* _WHAT YOU NEED TO DO_
Copy each of the entries below word for word, changing nothing.

* _Rows from a dataset_
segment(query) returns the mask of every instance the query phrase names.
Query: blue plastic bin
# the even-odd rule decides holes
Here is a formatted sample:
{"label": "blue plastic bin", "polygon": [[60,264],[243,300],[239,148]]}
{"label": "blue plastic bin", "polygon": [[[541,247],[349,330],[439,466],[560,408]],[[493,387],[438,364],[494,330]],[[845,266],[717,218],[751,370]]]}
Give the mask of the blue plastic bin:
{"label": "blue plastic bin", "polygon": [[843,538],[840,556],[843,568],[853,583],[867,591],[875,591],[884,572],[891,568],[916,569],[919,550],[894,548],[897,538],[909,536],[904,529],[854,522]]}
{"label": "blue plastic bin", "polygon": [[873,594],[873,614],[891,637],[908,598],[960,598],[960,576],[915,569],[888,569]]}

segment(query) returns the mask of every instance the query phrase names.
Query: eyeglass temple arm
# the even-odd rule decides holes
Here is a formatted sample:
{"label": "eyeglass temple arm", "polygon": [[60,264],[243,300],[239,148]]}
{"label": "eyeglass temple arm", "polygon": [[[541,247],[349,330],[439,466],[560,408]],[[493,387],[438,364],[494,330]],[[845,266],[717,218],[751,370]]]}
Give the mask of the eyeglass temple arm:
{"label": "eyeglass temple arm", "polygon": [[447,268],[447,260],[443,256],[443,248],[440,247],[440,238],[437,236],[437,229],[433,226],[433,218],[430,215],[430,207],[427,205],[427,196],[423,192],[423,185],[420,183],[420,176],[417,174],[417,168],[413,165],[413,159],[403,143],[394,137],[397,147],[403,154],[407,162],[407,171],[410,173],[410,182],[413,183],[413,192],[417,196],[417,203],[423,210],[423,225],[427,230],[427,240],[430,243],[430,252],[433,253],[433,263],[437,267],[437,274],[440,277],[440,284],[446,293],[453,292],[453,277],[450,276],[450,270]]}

* _SOLUTION FOR THIS EXERCISE_
segment(query) returns the mask of every instance the query phrase names.
Query: blue plastic bin
# the even-odd rule decides holes
Here is a formatted sample:
{"label": "blue plastic bin", "polygon": [[60,264],[243,300],[239,148]]}
{"label": "blue plastic bin", "polygon": [[[541,247],[349,330],[439,466],[560,408]],[[493,387],[438,364],[494,330]],[[845,266],[717,218],[751,370]]]}
Give the mask of the blue plastic bin:
{"label": "blue plastic bin", "polygon": [[843,538],[840,556],[843,568],[853,583],[867,591],[875,591],[884,572],[891,568],[916,569],[919,550],[894,548],[897,538],[909,536],[904,529],[854,522]]}
{"label": "blue plastic bin", "polygon": [[873,594],[873,614],[891,637],[908,598],[960,598],[960,576],[915,569],[888,569]]}

segment(query) returns the mask of every instance the query phrase names.
Query: eyeglass temple arm
# the even-odd rule decides holes
Here is a formatted sample:
{"label": "eyeglass temple arm", "polygon": [[60,264],[243,300],[239,148]]}
{"label": "eyeglass temple arm", "polygon": [[[541,247],[349,330],[439,466],[560,408]],[[493,387],[438,364],[494,330]],[[845,266],[717,218],[751,370]]]}
Give the mask of the eyeglass temple arm:
{"label": "eyeglass temple arm", "polygon": [[447,268],[447,260],[443,256],[443,248],[440,247],[440,238],[437,236],[437,229],[433,226],[433,218],[430,215],[430,207],[427,205],[427,196],[423,192],[423,185],[420,183],[420,176],[417,174],[417,168],[413,165],[413,159],[403,143],[394,137],[397,147],[403,154],[407,162],[407,171],[410,173],[410,182],[413,183],[413,192],[417,196],[417,203],[423,210],[423,225],[427,230],[427,240],[430,243],[430,252],[433,253],[433,263],[437,267],[437,274],[440,277],[440,284],[446,293],[453,292],[453,277],[450,276],[450,270]]}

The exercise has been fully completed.